Pointing entries for named objects:
* * * * *

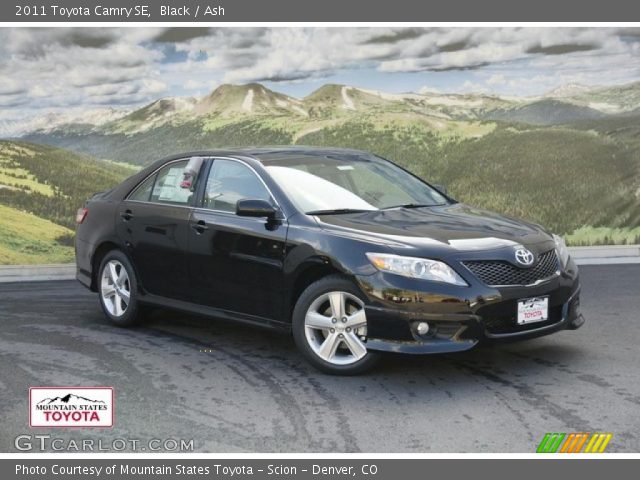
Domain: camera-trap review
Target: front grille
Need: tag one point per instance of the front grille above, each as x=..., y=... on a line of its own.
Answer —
x=498, y=272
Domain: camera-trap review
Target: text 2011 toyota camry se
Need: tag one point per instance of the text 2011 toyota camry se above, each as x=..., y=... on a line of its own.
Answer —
x=349, y=252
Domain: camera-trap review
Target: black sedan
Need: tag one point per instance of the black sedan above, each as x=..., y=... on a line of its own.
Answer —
x=347, y=251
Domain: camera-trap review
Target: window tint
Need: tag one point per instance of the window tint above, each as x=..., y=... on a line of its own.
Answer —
x=230, y=181
x=143, y=192
x=167, y=186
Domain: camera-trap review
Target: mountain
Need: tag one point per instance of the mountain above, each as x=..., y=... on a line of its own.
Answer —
x=250, y=99
x=329, y=103
x=69, y=120
x=545, y=112
x=477, y=145
x=569, y=90
x=610, y=99
x=331, y=100
x=152, y=115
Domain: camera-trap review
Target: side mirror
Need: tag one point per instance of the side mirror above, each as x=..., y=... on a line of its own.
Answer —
x=255, y=208
x=441, y=189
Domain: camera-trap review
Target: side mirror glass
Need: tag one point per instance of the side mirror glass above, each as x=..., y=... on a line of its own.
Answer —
x=255, y=208
x=441, y=188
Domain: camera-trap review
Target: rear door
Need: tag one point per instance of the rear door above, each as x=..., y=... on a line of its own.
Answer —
x=153, y=222
x=236, y=262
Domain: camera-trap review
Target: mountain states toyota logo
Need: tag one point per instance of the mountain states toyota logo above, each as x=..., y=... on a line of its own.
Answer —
x=71, y=407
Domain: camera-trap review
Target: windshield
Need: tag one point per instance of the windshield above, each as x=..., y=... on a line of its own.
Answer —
x=317, y=184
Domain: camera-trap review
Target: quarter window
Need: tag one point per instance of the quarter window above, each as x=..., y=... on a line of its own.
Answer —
x=230, y=181
x=143, y=192
x=166, y=188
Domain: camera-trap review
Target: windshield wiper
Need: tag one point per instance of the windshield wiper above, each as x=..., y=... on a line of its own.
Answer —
x=413, y=205
x=338, y=211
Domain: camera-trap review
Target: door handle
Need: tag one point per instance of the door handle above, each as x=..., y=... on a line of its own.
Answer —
x=200, y=226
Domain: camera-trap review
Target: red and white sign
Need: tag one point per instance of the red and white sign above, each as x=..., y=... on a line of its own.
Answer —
x=71, y=407
x=533, y=310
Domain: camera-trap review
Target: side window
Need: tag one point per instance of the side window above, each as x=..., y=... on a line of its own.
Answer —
x=166, y=188
x=230, y=181
x=143, y=192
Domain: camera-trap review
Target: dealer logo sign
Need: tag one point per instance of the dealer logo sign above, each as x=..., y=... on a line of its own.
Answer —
x=71, y=407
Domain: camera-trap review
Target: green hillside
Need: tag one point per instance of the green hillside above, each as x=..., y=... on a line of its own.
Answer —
x=558, y=161
x=52, y=183
x=28, y=239
x=41, y=188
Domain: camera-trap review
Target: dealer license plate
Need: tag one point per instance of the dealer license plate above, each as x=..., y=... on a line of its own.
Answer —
x=533, y=310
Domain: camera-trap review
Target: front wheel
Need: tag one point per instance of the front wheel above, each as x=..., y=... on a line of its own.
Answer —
x=330, y=327
x=118, y=289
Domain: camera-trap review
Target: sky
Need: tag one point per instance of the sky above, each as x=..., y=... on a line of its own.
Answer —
x=49, y=70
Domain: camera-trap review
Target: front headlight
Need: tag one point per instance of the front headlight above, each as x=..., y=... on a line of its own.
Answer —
x=563, y=251
x=416, y=268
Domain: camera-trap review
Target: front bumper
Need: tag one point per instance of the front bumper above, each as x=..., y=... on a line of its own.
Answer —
x=461, y=317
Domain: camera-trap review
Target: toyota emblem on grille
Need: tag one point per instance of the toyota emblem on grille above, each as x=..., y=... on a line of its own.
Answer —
x=524, y=257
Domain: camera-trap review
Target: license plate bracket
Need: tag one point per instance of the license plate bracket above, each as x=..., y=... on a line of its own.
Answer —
x=532, y=310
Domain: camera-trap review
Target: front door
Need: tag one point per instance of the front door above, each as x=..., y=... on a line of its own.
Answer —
x=153, y=223
x=236, y=262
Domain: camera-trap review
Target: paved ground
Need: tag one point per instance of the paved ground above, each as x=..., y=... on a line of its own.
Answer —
x=233, y=388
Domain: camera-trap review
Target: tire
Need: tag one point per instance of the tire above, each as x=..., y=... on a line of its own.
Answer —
x=329, y=327
x=116, y=268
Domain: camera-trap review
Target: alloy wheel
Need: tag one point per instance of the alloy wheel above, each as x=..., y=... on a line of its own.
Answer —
x=336, y=328
x=115, y=288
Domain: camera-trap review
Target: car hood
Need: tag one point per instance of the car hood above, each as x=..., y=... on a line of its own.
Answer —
x=455, y=227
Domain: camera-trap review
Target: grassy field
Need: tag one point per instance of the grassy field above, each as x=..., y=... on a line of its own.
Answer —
x=28, y=239
x=581, y=180
x=41, y=188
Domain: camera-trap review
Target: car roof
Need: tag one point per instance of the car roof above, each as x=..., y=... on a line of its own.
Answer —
x=270, y=154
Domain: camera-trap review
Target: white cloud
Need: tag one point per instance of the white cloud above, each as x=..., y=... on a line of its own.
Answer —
x=426, y=89
x=43, y=68
x=496, y=79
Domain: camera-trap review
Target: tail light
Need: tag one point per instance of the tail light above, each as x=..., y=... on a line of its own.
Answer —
x=81, y=215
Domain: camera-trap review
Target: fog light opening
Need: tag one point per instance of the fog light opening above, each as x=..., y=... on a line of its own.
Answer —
x=422, y=328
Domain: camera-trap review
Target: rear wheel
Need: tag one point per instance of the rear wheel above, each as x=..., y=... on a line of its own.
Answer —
x=118, y=289
x=330, y=327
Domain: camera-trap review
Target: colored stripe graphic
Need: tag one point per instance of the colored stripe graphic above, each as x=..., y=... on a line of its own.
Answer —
x=598, y=443
x=550, y=443
x=574, y=442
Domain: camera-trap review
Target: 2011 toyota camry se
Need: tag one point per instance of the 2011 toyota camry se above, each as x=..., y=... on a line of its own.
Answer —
x=347, y=251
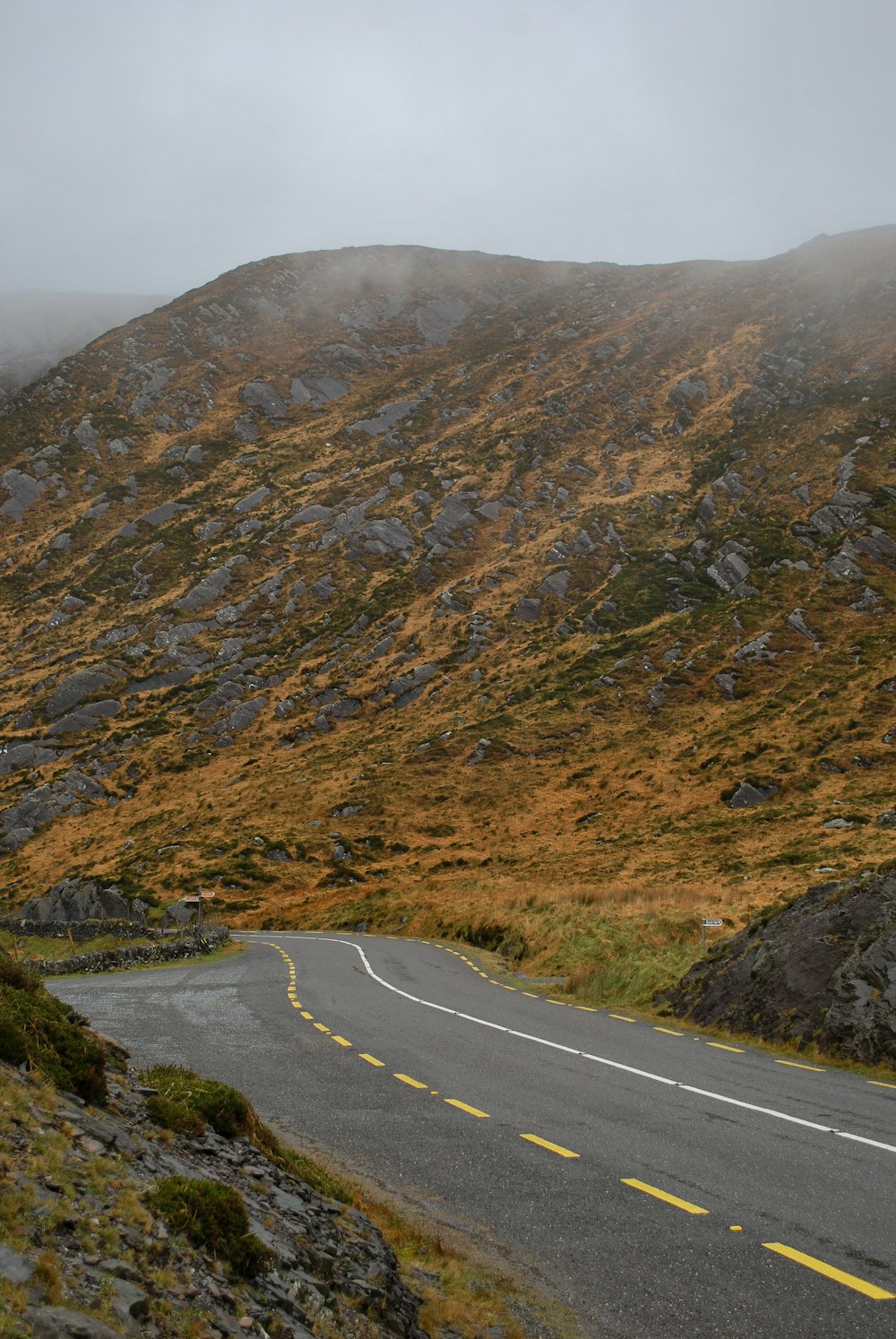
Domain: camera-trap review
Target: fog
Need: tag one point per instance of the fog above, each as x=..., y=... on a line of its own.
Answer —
x=148, y=148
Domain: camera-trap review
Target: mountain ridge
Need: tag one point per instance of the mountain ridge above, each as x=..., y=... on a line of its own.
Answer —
x=607, y=537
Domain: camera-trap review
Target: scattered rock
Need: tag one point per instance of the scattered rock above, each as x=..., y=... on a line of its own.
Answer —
x=747, y=794
x=822, y=970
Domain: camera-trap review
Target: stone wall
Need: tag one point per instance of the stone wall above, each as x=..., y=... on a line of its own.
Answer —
x=79, y=929
x=114, y=957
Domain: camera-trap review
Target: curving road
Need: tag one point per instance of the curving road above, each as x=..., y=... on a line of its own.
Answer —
x=663, y=1184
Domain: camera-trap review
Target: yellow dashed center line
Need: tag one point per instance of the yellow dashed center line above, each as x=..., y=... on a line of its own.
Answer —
x=849, y=1281
x=665, y=1196
x=470, y=1110
x=552, y=1148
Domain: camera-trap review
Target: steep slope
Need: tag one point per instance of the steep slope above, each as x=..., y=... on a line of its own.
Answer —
x=37, y=330
x=476, y=591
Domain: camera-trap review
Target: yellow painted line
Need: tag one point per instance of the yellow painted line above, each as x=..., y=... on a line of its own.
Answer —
x=470, y=1110
x=665, y=1195
x=849, y=1281
x=552, y=1148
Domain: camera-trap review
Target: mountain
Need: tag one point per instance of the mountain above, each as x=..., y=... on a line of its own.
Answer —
x=462, y=592
x=37, y=330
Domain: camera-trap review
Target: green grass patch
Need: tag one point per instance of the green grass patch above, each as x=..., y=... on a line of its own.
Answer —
x=40, y=1032
x=211, y=1216
x=186, y=1102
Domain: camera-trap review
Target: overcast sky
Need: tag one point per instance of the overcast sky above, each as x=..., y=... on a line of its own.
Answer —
x=149, y=145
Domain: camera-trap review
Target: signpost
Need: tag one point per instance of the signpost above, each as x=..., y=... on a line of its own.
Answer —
x=195, y=900
x=709, y=920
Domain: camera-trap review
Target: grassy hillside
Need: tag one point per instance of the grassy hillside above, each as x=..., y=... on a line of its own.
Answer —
x=461, y=593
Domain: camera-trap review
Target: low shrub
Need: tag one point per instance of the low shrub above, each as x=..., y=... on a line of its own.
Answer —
x=211, y=1216
x=185, y=1097
x=186, y=1102
x=40, y=1032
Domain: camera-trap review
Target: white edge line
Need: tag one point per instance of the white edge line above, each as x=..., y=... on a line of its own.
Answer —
x=601, y=1059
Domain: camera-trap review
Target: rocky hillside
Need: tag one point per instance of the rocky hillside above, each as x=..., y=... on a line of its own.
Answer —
x=820, y=970
x=37, y=330
x=426, y=588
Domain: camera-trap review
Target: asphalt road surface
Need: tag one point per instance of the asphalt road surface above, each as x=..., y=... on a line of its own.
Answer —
x=660, y=1182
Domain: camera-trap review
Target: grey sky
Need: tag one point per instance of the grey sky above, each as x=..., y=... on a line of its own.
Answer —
x=149, y=145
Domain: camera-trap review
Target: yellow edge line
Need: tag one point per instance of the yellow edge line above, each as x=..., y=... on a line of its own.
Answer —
x=665, y=1195
x=849, y=1281
x=462, y=1106
x=552, y=1148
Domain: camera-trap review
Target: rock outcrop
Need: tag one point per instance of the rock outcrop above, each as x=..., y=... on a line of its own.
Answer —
x=820, y=970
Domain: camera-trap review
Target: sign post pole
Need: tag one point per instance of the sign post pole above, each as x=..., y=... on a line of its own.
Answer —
x=707, y=920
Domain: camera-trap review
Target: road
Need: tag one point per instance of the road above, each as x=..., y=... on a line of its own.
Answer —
x=659, y=1181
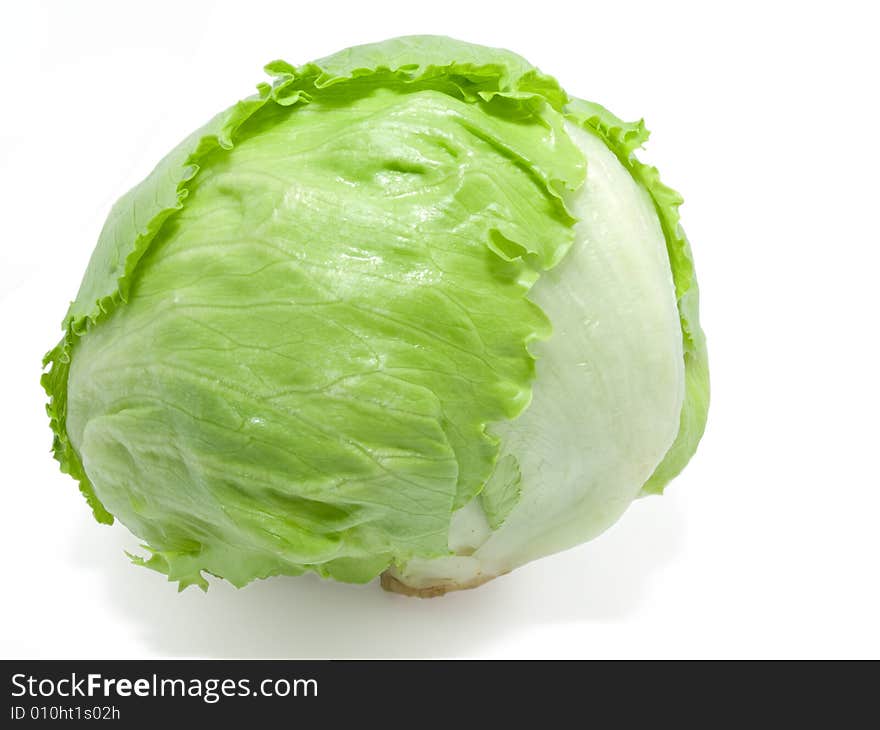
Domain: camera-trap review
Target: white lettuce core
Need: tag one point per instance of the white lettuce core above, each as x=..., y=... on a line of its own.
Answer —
x=608, y=393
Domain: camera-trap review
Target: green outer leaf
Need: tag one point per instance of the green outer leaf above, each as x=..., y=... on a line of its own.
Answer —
x=133, y=223
x=502, y=491
x=471, y=73
x=624, y=138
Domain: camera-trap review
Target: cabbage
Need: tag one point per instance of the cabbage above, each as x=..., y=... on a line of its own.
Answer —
x=410, y=310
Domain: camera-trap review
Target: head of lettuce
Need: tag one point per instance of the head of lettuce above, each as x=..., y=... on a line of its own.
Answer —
x=410, y=310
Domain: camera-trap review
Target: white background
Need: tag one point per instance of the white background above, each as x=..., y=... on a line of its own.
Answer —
x=764, y=114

* * * * *

# [Exercise goal]
Find every line in the items above that contains the word "alloy", treating uppercase and lowercase as different, and copy each of those lines.

# [Solution to this problem]
Target: alloy wheel
Need: tag one point per instance of the alloy wheel above, each as x=..., y=... on a line of its own.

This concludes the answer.